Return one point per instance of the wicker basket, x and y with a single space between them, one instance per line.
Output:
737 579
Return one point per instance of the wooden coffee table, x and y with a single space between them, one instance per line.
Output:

• _THE EXERCISE_:
Rewrite the records above, swapping "a single space" for "one tab" and leaving every other word as it stands.

• _SOLUTION_:
Return one point per instance of the wicker basket, x and y with one tab between them, one instance per line.
Output:
737 579
Return one point per instance of the wooden coffee table, x and y with one tab between them, one instance per line.
Output:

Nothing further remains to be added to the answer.